# The problem
Print the data again, exactly.

(Stored items)
=== Begin Enclosure ===

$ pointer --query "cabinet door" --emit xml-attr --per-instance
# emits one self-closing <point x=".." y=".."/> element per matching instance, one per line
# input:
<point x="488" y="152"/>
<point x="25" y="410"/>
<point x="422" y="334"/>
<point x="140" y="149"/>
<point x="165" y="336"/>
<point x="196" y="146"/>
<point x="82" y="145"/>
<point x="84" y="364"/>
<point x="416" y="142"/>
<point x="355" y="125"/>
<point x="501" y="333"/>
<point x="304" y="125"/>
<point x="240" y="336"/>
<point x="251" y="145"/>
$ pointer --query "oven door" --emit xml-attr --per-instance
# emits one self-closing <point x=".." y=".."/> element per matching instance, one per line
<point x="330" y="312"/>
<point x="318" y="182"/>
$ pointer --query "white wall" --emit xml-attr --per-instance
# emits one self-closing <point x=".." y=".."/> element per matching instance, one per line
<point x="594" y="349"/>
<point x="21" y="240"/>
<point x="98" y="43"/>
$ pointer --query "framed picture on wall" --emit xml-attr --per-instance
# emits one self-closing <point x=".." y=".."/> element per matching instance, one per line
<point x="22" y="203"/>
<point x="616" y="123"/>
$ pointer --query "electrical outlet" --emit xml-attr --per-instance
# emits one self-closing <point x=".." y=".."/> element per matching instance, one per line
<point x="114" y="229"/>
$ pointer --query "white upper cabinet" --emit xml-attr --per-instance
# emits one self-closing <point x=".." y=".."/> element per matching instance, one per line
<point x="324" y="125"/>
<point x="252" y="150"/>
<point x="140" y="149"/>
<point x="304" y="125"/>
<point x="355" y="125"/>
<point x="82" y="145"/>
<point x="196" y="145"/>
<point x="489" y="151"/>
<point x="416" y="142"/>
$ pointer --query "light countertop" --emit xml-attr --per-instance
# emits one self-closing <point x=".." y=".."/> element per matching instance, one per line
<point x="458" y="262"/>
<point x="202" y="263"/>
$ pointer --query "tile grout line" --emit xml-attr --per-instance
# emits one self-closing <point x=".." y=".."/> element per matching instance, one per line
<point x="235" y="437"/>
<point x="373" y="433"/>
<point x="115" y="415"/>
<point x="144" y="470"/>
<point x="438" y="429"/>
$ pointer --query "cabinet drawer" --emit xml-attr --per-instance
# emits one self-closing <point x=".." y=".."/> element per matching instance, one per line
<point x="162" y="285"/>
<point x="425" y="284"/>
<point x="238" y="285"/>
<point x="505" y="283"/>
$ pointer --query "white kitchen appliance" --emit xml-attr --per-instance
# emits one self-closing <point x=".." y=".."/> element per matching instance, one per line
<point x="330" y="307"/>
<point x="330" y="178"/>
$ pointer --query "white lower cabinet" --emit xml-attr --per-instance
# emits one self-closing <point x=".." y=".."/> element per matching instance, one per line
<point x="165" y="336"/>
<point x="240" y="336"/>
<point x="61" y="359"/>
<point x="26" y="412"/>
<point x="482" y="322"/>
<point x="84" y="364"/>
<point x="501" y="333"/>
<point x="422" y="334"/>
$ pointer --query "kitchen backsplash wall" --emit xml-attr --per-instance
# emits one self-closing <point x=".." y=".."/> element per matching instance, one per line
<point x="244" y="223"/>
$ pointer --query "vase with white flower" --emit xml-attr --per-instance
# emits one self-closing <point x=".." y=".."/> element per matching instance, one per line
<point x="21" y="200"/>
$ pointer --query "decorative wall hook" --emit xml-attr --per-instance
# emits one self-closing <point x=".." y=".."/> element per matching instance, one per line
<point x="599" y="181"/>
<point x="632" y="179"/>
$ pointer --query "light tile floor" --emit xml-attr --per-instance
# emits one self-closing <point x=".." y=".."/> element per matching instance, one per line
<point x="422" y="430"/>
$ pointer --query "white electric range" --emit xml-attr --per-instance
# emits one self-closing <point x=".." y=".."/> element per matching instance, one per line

=== End Enclosure ===

# Written answer
$ pointer --query "cabinet door" --emit xml-attr --per-instance
# emits one self-closing <point x=".." y=".."/> element per matching instance, one per line
# input:
<point x="488" y="152"/>
<point x="25" y="410"/>
<point x="422" y="334"/>
<point x="140" y="149"/>
<point x="165" y="336"/>
<point x="196" y="146"/>
<point x="82" y="145"/>
<point x="84" y="364"/>
<point x="416" y="142"/>
<point x="355" y="125"/>
<point x="501" y="333"/>
<point x="304" y="125"/>
<point x="240" y="336"/>
<point x="251" y="145"/>
$ pointer --query "oven door" --emit xml-attr --per-instance
# emits one self-closing <point x=".." y=".."/> element per matching instance, one per line
<point x="330" y="312"/>
<point x="318" y="182"/>
$ pointer --query "white wall" --emit xml-attr --per-instance
# emits one self-closing <point x=".." y=".."/> element per matching instance, one per line
<point x="594" y="349"/>
<point x="21" y="240"/>
<point x="98" y="43"/>
$ pointer --query "framed picture on wall" --emit xml-attr --per-instance
# emits one self-closing <point x=".." y=".."/> element per matching instance, one per line
<point x="22" y="203"/>
<point x="616" y="123"/>
$ pointer --query "electrical outlet" --emit xml-attr --per-instance
# emits one self-closing <point x=".." y=".."/> element per matching instance, one per line
<point x="114" y="229"/>
$ pointer --query "white upper cabinet" --emit xml-attr --per-instance
# emits one self-closing <point x=".." y=".."/> element per matching instance, one per line
<point x="324" y="125"/>
<point x="252" y="150"/>
<point x="140" y="149"/>
<point x="304" y="125"/>
<point x="355" y="125"/>
<point x="82" y="145"/>
<point x="196" y="145"/>
<point x="489" y="151"/>
<point x="416" y="142"/>
$ pointer --query "light countertop" --emit xml-attr --per-instance
# emits one self-closing <point x=".." y=".."/> element per matching instance, one per line
<point x="458" y="262"/>
<point x="202" y="263"/>
$ pointer --query "tile grout line" --emit xml-attr --per-instance
# emits one self-closing <point x=".." y=".."/> element per matching instance, one per line
<point x="235" y="437"/>
<point x="373" y="433"/>
<point x="115" y="415"/>
<point x="144" y="470"/>
<point x="438" y="429"/>
$ pointer --query "cabinet drawer" --emit xml-attr --per-instance
# emits one self-closing <point x=".." y=".."/> element per matching instance, one per line
<point x="162" y="285"/>
<point x="425" y="284"/>
<point x="238" y="285"/>
<point x="505" y="283"/>
$ pointer --query "white kitchen appliance" --emit xml-attr --per-instance
# emits one self-closing <point x=".." y=".."/> element per matching instance, one per line
<point x="330" y="307"/>
<point x="330" y="178"/>
$ pointer --query "white lower cabinet" --emit xml-attr --per-instance
# emits one self-closing <point x=".." y=".."/> element per matching instance, one per line
<point x="165" y="336"/>
<point x="240" y="336"/>
<point x="61" y="359"/>
<point x="26" y="412"/>
<point x="482" y="322"/>
<point x="84" y="364"/>
<point x="501" y="333"/>
<point x="422" y="334"/>
$ pointer --query "kitchen backsplash wall" --emit xml-attr --per-instance
# emits one self-closing <point x=".." y=".."/> element per matching instance, one per line
<point x="244" y="223"/>
$ pointer --query "vase with white flower" --emit xml-attr --per-instance
# emits one self-closing <point x=".." y=".."/> element per matching instance, one per line
<point x="21" y="200"/>
$ pointer --query "decorative wall hook" --emit xml-attr --per-instance
# emits one self-closing <point x=".." y=".."/> element per matching instance, one per line
<point x="599" y="181"/>
<point x="632" y="179"/>
$ pointer --query "light tile floor" --emit xml-attr --per-instance
# emits one self-closing <point x=".." y=".."/> element per matching instance, one per line
<point x="422" y="430"/>
$ pointer --query "white electric range" --emit xml-attr --per-instance
# emits one self-closing <point x=".." y=".."/> element per matching instance, one per line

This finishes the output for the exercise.